[PROBLEM REQUIREMENTS]
Reproduce verbatim the span of items below that begins with the line containing "Exercise. Annotate the swimmer's" and ends with the line containing "x=156, y=154", including both of those lines.

[Pointing records for named objects]
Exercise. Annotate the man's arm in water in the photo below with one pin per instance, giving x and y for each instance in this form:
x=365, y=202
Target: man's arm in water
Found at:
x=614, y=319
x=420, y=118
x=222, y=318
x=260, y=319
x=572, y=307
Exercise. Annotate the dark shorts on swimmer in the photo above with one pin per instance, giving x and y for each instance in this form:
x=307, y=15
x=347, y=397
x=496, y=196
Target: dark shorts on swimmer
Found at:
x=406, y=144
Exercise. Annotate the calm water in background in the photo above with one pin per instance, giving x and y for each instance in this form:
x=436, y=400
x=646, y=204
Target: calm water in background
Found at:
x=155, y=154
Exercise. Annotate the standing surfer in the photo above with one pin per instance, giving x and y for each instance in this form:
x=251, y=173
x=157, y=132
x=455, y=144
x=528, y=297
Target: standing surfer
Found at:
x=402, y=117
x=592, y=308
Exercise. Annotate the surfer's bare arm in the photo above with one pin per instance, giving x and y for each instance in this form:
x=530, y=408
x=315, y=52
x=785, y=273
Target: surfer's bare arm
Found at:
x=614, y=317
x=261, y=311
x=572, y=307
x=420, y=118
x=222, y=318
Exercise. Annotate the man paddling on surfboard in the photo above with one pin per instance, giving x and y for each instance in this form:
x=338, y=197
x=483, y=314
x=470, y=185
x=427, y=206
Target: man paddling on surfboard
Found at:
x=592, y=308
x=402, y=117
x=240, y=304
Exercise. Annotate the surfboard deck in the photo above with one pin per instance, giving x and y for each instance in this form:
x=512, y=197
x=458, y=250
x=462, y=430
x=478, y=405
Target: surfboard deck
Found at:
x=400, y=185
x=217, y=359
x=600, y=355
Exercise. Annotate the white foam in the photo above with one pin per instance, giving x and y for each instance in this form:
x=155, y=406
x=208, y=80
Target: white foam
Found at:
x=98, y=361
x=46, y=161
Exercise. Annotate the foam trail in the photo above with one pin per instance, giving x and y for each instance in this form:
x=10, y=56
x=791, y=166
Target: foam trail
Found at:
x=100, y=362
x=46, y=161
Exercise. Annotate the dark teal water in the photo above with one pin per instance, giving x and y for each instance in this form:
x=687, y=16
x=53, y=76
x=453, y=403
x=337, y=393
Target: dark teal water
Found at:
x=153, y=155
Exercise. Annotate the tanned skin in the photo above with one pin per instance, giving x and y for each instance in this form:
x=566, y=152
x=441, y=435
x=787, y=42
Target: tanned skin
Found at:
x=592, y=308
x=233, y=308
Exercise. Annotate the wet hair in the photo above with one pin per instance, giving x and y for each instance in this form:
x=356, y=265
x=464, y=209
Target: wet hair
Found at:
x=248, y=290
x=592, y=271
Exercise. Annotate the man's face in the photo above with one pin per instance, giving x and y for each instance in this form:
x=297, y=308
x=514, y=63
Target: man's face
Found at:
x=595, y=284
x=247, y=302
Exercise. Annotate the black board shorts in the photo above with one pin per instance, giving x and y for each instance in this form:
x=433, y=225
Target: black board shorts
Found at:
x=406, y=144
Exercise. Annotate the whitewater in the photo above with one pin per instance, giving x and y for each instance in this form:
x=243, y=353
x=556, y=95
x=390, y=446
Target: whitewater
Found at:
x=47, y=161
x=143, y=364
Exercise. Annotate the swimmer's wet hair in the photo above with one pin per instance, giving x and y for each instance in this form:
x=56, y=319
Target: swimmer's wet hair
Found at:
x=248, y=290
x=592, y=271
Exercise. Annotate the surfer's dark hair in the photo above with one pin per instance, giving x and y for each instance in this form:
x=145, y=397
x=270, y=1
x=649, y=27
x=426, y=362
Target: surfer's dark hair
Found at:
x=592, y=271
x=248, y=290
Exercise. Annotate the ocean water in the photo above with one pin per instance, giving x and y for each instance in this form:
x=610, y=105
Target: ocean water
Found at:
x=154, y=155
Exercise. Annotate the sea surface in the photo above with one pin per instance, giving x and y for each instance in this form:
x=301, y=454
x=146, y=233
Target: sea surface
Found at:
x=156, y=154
---
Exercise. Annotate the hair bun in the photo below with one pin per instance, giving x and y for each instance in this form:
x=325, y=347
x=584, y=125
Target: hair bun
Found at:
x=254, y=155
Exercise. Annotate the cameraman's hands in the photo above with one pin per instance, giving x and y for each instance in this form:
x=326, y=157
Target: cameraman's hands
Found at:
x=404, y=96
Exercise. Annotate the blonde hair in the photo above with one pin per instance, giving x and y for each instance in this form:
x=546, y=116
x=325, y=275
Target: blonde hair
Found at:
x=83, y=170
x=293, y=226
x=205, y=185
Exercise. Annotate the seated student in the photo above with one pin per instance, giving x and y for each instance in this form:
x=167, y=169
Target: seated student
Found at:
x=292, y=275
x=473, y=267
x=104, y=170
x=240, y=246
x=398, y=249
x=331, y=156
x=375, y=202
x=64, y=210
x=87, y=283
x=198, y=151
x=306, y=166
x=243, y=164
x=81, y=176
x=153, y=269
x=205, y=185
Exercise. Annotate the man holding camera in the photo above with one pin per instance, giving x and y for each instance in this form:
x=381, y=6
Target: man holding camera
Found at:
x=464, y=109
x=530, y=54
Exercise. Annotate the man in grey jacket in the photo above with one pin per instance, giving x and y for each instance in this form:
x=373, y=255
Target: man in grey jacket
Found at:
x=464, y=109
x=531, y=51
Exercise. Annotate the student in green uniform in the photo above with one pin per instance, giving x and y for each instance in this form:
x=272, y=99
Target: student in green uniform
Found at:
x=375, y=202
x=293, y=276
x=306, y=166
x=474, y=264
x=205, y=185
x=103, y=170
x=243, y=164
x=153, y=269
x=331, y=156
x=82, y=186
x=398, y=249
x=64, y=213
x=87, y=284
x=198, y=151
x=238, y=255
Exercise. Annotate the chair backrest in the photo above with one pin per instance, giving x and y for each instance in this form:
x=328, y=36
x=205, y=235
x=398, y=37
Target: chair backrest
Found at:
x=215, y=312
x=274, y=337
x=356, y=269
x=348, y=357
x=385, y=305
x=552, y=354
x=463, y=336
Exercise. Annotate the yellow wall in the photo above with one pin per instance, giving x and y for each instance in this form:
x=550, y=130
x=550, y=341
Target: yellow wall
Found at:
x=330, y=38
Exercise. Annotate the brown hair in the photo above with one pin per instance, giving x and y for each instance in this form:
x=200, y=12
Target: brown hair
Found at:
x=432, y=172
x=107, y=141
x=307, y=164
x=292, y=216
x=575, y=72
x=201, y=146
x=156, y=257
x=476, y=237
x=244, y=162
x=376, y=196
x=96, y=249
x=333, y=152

[TASK RESULT]
Exercise. Annotate the swimmer's wet hair in the photo above with one pin per instance, giving x and y for each instance in this form:
x=56, y=319
Target: swimmer's wet hair
Found at:
x=248, y=290
x=592, y=271
Exercise. Annotate the surfer's dark hair in the photo above with one pin per instance, giving x and y for each instance in this form:
x=145, y=397
x=270, y=1
x=649, y=27
x=426, y=362
Target: surfer's dark hair
Found at:
x=592, y=271
x=248, y=290
Exercise. Annotate the ocean water in the photo above with one pin per instance, giving x and y for each instance in this form:
x=610, y=105
Target: ocean water
Found at:
x=154, y=155
Exercise. Annotate the sea surface in the photo above with one pin per instance, giving x and y for each instance in this form:
x=301, y=454
x=146, y=233
Target: sea surface
Found at:
x=156, y=154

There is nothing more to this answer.